■ **EXERCISE INSTRUCTIONS**
Each entry below must appear in the output exactly as written.

AVAILABLE DATA START

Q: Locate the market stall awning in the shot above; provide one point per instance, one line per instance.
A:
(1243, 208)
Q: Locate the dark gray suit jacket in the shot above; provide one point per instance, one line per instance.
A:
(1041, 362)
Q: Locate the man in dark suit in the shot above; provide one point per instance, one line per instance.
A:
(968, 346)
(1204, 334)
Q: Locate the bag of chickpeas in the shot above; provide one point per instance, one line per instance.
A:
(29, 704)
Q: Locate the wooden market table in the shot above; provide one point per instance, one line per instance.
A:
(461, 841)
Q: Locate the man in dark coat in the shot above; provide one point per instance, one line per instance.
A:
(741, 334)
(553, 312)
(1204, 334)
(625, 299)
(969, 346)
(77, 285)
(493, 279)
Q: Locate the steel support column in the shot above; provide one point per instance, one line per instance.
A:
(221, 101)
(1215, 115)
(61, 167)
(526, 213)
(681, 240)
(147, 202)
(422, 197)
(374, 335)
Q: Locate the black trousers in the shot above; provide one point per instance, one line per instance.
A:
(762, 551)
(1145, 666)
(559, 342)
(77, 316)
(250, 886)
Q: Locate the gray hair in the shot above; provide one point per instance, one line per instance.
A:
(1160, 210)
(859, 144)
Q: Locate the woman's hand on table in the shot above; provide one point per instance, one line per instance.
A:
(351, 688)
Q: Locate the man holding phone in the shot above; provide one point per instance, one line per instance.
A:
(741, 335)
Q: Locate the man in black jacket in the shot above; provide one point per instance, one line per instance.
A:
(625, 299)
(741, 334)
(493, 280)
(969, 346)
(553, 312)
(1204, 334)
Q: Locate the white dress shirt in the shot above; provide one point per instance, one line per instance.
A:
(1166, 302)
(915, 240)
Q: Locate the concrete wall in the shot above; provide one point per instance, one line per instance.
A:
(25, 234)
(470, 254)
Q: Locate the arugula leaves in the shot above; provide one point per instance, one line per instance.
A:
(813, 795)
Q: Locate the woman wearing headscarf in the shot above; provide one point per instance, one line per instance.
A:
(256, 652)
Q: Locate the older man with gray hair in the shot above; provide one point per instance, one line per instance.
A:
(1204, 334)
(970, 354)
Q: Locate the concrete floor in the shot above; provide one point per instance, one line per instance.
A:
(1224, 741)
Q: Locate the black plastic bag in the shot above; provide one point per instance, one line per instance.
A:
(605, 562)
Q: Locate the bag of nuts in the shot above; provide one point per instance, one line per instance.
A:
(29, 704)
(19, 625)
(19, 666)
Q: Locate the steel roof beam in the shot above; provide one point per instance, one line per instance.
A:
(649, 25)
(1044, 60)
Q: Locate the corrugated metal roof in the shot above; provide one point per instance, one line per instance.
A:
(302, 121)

AVAILABLE DATA END

■ **RESULT FOR THIS EXERCISE**
Q: Locate the market stall awning in the shot above; provide one point per instance, one line per instance.
A:
(1243, 208)
Q: Locate the dark gray suit jacket in the shot above; provide one point per instance, one line per instance.
A:
(1041, 362)
Q: Locate the man in dark suit in the shot above; provide one point per instance, one line per instance.
A:
(968, 346)
(1204, 334)
Q: Locate the bag of chickpeas in the shot above; provide one point per instance, one line per instance.
A:
(29, 704)
Q: Locate the wooden market table in the shot above; provide one point per instance, one line per instance.
A:
(461, 841)
Q: Locate the man in dark coat in the shot above; provide one point per instance, one line per instance.
A:
(741, 334)
(553, 312)
(1204, 334)
(625, 299)
(969, 346)
(77, 285)
(493, 279)
Q: Locate the steel support column in the shot above; provide one point per instance, one line per instance.
A:
(221, 101)
(1215, 115)
(61, 167)
(526, 213)
(681, 240)
(147, 202)
(422, 197)
(374, 335)
Q: Locate the black trousers in the shot above; provide one point per instance, one line per instance.
A:
(762, 551)
(1145, 666)
(559, 342)
(77, 316)
(250, 886)
Q: Locate the gray hair in the shot above; provide one point per instance, one line per instance.
A:
(1160, 210)
(859, 144)
Q: Locate the woman's hand on table in the shot above; provide one point per instance, one line per instance.
A:
(351, 688)
Q: Locate the man holding phone in the shot above; provide one point per instance, one line per instance.
A:
(741, 335)
Q: Locate the man in black jacket in the shot above; provide one point per instance, one line per instance.
A:
(625, 299)
(741, 334)
(493, 280)
(969, 346)
(553, 312)
(1204, 334)
Q: Locate the white dress shirt in the shot above; provide one point per instance, one line per instance.
A:
(1166, 302)
(915, 240)
Q: Locate the concrete wall in the shot above; provide one point per instance, one line per instance.
A:
(25, 234)
(470, 254)
Q: Locate the arugula leaves in the shot above; provide one point per instance, one line per instance.
A:
(813, 795)
Q: Locate the woman wearing headscarf in the shot above; provide one point per instance, one line per instance.
A:
(256, 652)
Q: Locate the older man with gray hair in the shot above; provide one point per instance, one line per instance.
A:
(1204, 334)
(970, 354)
Q: Locate the concrete floor in the shot above; provide one point per instance, one line per instance.
A:
(1224, 741)
Q: Locate the black plastic bag in the shot above; provide one point per instance, one line per instance.
A:
(605, 562)
Q: Locate the bag of nuts in the shot above; provide one point per instance, one line per instance.
A:
(29, 704)
(19, 625)
(19, 666)
Q: Locate the steel roof beam in the shot above; provide one point per instance, one line per instance.
A:
(649, 25)
(1044, 60)
Q: Locate the corrugated metal roof in the shot above; provide one point per instance, one line per instance.
A:
(302, 121)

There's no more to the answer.